_Given task 1:_ In the delimiter thread, which decimal values in ASCII does the answer identify as delimiters?

_Document section:_
Begin

32

My question is: Why is there no specific "delimiter" character? One that would be used for all types of delimiting. We have special characters for new line, print-settings, etc...

Why do we sometimes use commas, spaces, tabs etc. if those are common text characters. Is there history behind this? Like maybe they didn't need delimiter characters when ASCII or the like was made?

(What would seem to make sense to me: Have a special delimiter character that it's sole purpose it to "delimit" separate values when needed)

6
  • 30
    xkcd.com/927 pretty much sums it up
    – Mokubai
    Commented Apr 28, 2021 at 0:08
  • 62
    According to Wikipedia, ASCII has four different separators (28-31) for files, groups, records and units, respectively. Commented Apr 28, 2021 at 1:30
  • 4
    So many reasons.. see @Mokubai comment. :) Of course they needed delimiters even way back in the beginning. One of the primary reasons is flexibility. There is no telling what my data might contain. For instance.. what if a comma was mandated as "the char" (is usually is for csv of course) but my data itself is riddled with them. Sure I could escape every one of them.. or instead it could be flexible enough to let me choose on my own. Also, file systems weren't invented by the same people that made databases, or anything else that needed to be delimited. Commented Apr 28, 2021 at 2:58
  • 6
    Just look at something in everiday use such as an URL, which may contain lots of different delimiter characters, but at different "levels" so that using a single delimiter would lead to confusion: # to separate an anchor, ? to separate a query (which again typically has & separating vatiable assignments with name and value separated by =), then / to separate parts that often correspond to folders, the hostname sprinkled with . to delimit the structural parts of a domain name, sometimes an @ to delimit auth info fro that hostname, and : to delimit username and password of auth Commented Apr 28, 2021 at 21:26
  • 5
    @farrenthorpe I'm a person, not a delimiter!
    – pipe
    Commented Apr 30, 2021 at 12:04

6 Answers 6

82

Delimiters already exist in ASCII. Decimal 28-31 (hex 1C-1F) are delimiters. This includes the file, record, group and unit separators.

End

Entries on locating named items

Begin

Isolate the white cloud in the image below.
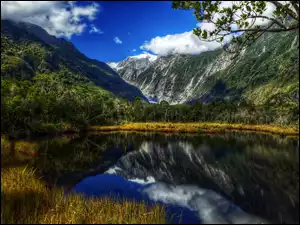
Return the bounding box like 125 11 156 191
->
140 1 292 56
114 37 122 44
140 31 232 56
89 24 103 34
1 1 100 38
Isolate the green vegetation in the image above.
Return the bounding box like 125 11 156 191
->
172 1 299 53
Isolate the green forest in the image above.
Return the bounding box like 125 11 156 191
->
1 18 299 139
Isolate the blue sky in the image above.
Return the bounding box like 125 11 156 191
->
1 1 274 62
1 1 227 62
70 1 197 62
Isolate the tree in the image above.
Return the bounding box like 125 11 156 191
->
172 1 299 56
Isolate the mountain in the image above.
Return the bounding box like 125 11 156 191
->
1 20 146 100
114 31 299 105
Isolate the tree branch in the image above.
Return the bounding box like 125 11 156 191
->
291 1 299 18
248 16 287 29
268 1 299 20
231 25 299 33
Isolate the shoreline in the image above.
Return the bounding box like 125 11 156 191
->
87 122 299 138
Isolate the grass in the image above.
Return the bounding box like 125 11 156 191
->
1 167 166 224
89 122 299 136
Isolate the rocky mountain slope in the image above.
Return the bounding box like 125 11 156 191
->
110 31 299 105
1 20 146 100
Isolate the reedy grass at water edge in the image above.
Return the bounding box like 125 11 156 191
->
1 167 166 224
89 122 299 135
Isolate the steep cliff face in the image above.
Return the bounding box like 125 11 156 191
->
1 20 146 100
114 31 299 105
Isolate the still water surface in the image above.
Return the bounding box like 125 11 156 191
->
1 132 299 223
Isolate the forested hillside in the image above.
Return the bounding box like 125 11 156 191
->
1 18 299 135
115 30 299 107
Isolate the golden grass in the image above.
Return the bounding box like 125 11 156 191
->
1 167 166 224
89 122 299 136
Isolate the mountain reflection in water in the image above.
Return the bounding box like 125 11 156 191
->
1 132 299 224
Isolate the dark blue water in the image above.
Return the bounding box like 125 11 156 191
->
73 174 201 224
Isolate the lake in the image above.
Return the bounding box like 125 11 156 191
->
1 132 299 223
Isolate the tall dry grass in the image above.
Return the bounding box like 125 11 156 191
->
1 167 166 224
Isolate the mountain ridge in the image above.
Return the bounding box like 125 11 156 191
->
1 19 147 101
114 29 299 105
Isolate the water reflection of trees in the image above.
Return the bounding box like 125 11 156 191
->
1 132 299 223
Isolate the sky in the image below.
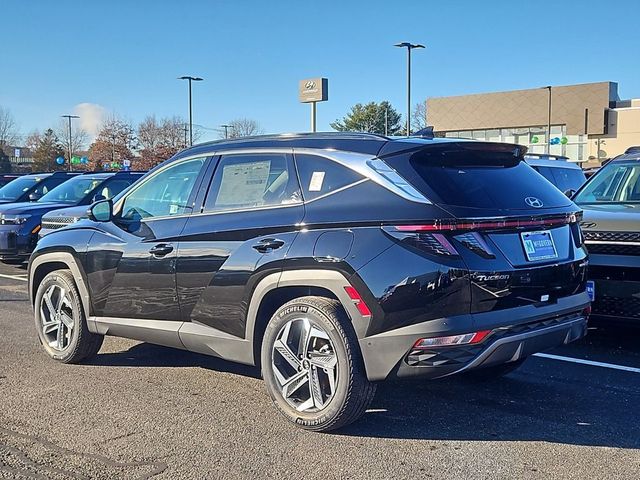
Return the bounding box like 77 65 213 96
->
0 0 640 139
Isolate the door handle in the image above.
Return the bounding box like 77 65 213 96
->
149 243 173 258
253 238 284 253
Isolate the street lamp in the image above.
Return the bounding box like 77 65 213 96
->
542 85 551 154
394 42 425 137
60 115 80 171
178 75 204 145
220 125 233 138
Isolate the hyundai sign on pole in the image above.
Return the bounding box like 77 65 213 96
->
298 77 329 132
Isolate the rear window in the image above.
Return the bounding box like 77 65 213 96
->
385 147 571 210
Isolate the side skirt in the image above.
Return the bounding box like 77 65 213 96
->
88 317 254 365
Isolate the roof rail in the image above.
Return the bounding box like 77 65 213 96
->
194 132 390 146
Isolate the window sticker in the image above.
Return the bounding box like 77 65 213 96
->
216 160 271 207
309 172 325 192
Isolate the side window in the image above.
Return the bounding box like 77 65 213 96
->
95 178 136 198
122 158 206 220
205 153 302 212
296 154 364 201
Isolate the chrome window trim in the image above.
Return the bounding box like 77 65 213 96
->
200 147 432 205
113 153 208 218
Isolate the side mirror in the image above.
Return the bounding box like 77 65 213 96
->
87 200 113 222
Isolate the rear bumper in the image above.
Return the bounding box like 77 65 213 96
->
360 292 589 381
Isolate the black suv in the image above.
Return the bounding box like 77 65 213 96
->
574 149 640 325
29 134 589 430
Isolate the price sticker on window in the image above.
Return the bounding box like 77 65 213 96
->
309 172 324 192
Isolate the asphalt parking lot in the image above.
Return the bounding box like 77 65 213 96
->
0 265 640 479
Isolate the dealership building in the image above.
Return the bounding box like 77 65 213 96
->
427 82 640 166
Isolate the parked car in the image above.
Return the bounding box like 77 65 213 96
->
525 153 587 197
38 171 146 237
0 172 80 204
574 151 640 324
0 173 22 188
0 172 142 263
29 133 589 431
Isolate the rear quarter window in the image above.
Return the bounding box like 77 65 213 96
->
385 149 571 210
295 154 364 201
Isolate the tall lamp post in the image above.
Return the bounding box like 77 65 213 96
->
220 125 233 138
178 75 204 145
394 42 425 137
61 115 80 171
542 85 551 154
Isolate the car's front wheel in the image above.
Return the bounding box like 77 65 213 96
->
34 270 104 363
261 297 376 431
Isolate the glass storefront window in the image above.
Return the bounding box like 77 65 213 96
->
445 125 587 162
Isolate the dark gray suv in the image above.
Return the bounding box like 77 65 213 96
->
574 150 640 324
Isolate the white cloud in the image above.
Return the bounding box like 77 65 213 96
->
73 103 107 141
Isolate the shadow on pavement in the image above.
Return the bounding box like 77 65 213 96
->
88 331 640 449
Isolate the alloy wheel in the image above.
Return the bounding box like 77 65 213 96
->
40 285 75 352
271 318 338 412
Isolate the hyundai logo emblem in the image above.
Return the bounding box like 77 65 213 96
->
524 197 544 208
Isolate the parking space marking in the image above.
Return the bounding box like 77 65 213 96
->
533 353 640 373
0 273 29 282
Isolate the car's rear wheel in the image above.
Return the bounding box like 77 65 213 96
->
261 297 376 431
34 270 104 363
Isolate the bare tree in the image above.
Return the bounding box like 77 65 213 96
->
0 105 19 146
138 115 185 169
222 118 264 138
411 102 427 132
54 120 89 162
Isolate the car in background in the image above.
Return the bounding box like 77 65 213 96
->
29 133 589 431
0 172 80 204
38 171 146 238
0 172 142 263
573 151 640 325
525 153 587 193
0 173 22 188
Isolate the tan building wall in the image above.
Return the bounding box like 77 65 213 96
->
589 99 640 159
427 82 617 135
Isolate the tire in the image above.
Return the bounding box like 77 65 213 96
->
261 297 376 432
34 270 104 363
466 357 527 382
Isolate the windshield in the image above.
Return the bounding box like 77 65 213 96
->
38 177 104 205
574 162 640 205
0 177 43 200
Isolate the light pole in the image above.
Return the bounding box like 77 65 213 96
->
394 42 425 137
178 75 204 145
61 115 80 171
220 125 233 138
542 85 551 154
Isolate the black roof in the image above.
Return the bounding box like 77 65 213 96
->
175 132 510 158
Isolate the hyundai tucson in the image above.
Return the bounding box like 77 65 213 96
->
29 133 589 431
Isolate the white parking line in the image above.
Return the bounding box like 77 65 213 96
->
0 273 29 282
533 353 640 373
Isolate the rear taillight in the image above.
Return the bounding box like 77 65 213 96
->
413 330 491 348
393 213 582 232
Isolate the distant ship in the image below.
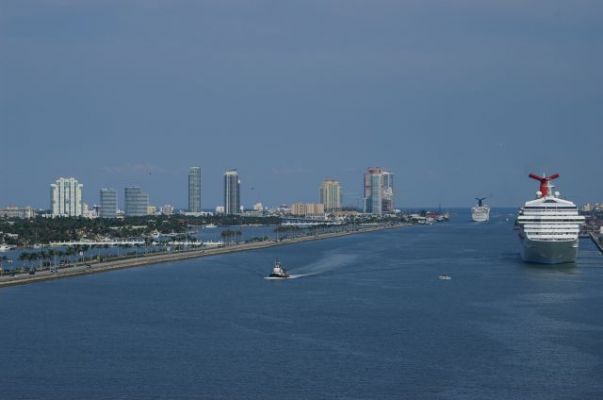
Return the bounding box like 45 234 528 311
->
268 258 289 279
471 197 490 222
0 244 13 252
517 174 584 264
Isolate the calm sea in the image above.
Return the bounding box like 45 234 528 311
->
0 210 603 400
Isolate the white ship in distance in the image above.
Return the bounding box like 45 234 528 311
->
517 174 584 264
471 197 490 222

End

_Given task 2:_ Format as a numbered list the lines of the records starting with the line containing "Isolate the black suv in the image above." and going on through the line containing "309 172 324 192", omitting any blank lines.

_Final result 1:_ Decimal 28-31 (hex 1C-1F).

_Final result 2:_
1. Isolate the black suv in the image above.
2. Return the bounding box like 77 65 213 96
3. ->
4. 574 149 640 325
5. 29 134 589 430
6. Isolate the price sticker on window in the image above.
7. Return the bounding box like 77 65 213 96
8. ->
9. 309 172 324 192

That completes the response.